• _WORK INSTRUCTIONS_: Give the lines of the items below as a JSON list of strings, one string per line, without blank lines or pictures.

(Items with labeled-object points)
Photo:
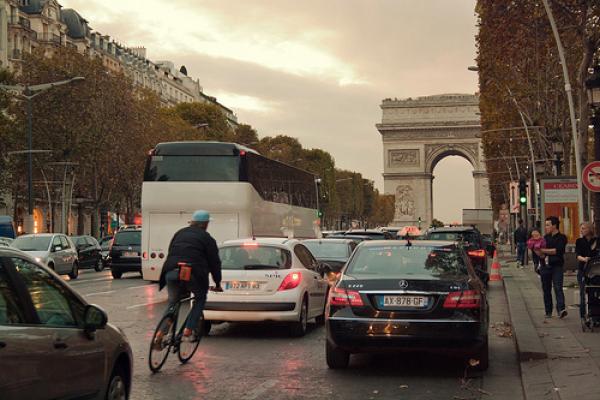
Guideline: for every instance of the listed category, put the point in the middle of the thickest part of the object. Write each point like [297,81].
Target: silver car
[54,345]
[54,250]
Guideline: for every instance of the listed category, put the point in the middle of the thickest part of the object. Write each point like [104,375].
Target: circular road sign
[591,176]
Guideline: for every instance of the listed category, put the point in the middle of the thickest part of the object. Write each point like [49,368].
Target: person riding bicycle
[195,247]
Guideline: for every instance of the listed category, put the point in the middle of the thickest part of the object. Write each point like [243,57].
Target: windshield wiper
[260,266]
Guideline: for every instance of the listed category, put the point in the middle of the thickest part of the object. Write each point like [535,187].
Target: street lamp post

• _THE RESPONSE_:
[
  "Photo:",
  "Guideline: for every instance of the listed category, put the point in the middle of the thickest part of the object. Write each point like [297,81].",
  "Target: silver car",
  "[54,345]",
  "[54,250]",
  "Guideline: for every instance of the listed category, put the point in the middle of the thickest part of the object. Write each point like [104,375].",
  "Target: circular road sign",
  "[591,176]",
  "Guideline: for every instance of the listed category, put the point in the middle of the thickest part of the object. Write each point like [49,368].",
  "Target: person riding bicycle",
  "[195,247]",
  "Guideline: for every instance of the listed category, put the point in the middle of the thickest part of the object. Write each point like [243,57].",
  "Target: windshield wiper",
  "[260,266]",
  "Guideline: for every instance of the listed category, put the point in the middle of the thickest part of the object. Write each point like [535,187].",
  "Target: street lamp post"
]